- [Set of tasks]
(a) Using the text about Joseph H. Harper, answer these:
(i) What nickname does it give him?
(ii) What one-word response did he deliver to the German request for the surrender of Bastogne?
(iii) Which regiment did he take command of when the 401st was split?
(b) Duplicate the part of the text about Joseph H. Harper starting at "- Allegiance: United" and ending at "surrender of Bastogne.".

- [Text shown]

- Nickname: "Bud"
- Born: May 1, 1901
- Died: August 8, 1990 (aged 89)
- Allegiance: United States
- Branch: United States Army
- Service years: 1923–1959
- Rank: Major General
- Commands: United States Army Infantry School 1st Brigade, 101st Airborne Division 327th Glider Infantry Regiment 401st Glider Infantry Regiment
- Conflicts: World War II Operation Overlord; Battle of the Bulge;
- Awards: Army Distinguished Service Medal Silver Star Legion of Merit Bronze Star Medal

= Joseph H. Harper =

United States Army general

Joseph H. "Bud" Harper (May 1, 1901 - August 8, 1990) was a United States Army officer. Harper was the officer who delivered General Anthony McAuliffe's one-word response, "Nuts", to the German request for the surrender of Bastogne.

Colonel Harper had been appointed to command the 401st Glider Infantry Regiment. When the 401st was split to expand the 325th Glider Infantry Regiment and 327th Glider Infantry Regiment from two battalions to three, Harper took command of the 327th.

- [Data shown]
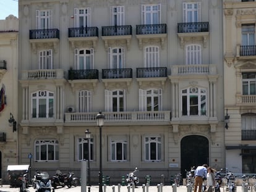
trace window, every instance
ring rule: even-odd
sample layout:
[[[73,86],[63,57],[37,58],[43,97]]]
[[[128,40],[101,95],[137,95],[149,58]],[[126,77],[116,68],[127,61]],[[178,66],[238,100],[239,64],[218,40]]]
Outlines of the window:
[[[242,45],[255,44],[255,27],[254,24],[242,25]]]
[[[182,115],[206,115],[207,91],[197,87],[182,90]]]
[[[105,111],[111,112],[126,111],[126,90],[105,90]]]
[[[75,49],[75,69],[93,69],[93,49]]]
[[[256,73],[242,73],[242,94],[256,94]]]
[[[201,46],[189,44],[186,46],[187,65],[201,64]]]
[[[162,89],[140,89],[139,90],[140,111],[161,111],[163,107],[162,91]]]
[[[161,161],[161,137],[145,138],[145,160]]]
[[[75,8],[74,27],[91,27],[91,8]]]
[[[59,142],[54,140],[35,141],[35,161],[58,161]]]
[[[111,161],[126,161],[127,141],[111,140]]]
[[[200,3],[183,2],[183,22],[195,23],[200,20]]]
[[[108,48],[109,69],[122,69],[124,65],[124,49],[122,47]]]
[[[159,67],[159,47],[148,46],[145,48],[145,67]]]
[[[91,91],[81,90],[79,93],[79,112],[90,112],[91,109]]]
[[[36,10],[36,28],[49,29],[52,28],[51,10]]]
[[[39,52],[39,69],[53,69],[53,50]]]
[[[124,25],[124,7],[114,6],[111,7],[111,25]]]
[[[93,159],[93,138],[89,140],[89,152],[90,152],[90,161]],[[83,159],[89,159],[88,152],[88,140],[85,138],[78,139],[78,160],[82,161]]]
[[[53,118],[54,94],[48,91],[32,93],[32,118]]]
[[[161,4],[142,5],[142,22],[143,25],[161,23]]]

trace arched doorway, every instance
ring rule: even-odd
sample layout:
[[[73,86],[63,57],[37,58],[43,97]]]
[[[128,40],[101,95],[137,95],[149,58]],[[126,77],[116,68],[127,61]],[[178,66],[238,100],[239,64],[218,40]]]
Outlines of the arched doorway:
[[[184,137],[181,141],[181,171],[186,178],[186,170],[204,164],[209,164],[209,141],[204,136],[190,135]]]

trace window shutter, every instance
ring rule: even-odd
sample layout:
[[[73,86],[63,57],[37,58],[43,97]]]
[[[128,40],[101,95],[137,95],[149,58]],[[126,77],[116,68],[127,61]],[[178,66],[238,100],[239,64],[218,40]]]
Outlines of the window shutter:
[[[40,14],[40,11],[39,10],[36,10],[36,29],[38,30],[40,29],[40,20],[39,18],[39,15]]]
[[[79,69],[79,62],[78,62],[78,52],[79,50],[78,49],[75,49],[75,70],[77,70]]]
[[[105,90],[105,111],[111,112],[112,109],[112,91]]]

- [Exercise results]
(a)
(i) "Bud"
(ii) "Nuts"
(iii) The 327th Glider Infantry Regiment

(b)
- Allegiance: United States
- Branch: United States Army
- Service years: 1923–1959
- Rank: Major General
- Commands: United States Army Infantry School 1st Brigade, 101st Airborne Division 327th Glider Infantry Regiment 401st Glider Infantry Regiment
- Conflicts: World War II Operation Overlord; Battle of the Bulge;
- Awards: Army Distinguished Service Medal Silver Star Legion of Merit Bronze Star Medal

= Joseph H. Harper =

United States Army general

Joseph H. "Bud" Harper (May 1, 1901 - August 8, 1990) was a United States Army officer. Harper was the officer who delivered General Anthony McAuliffe's one-word response, "Nuts", to the German request for the surrender of Bastogne.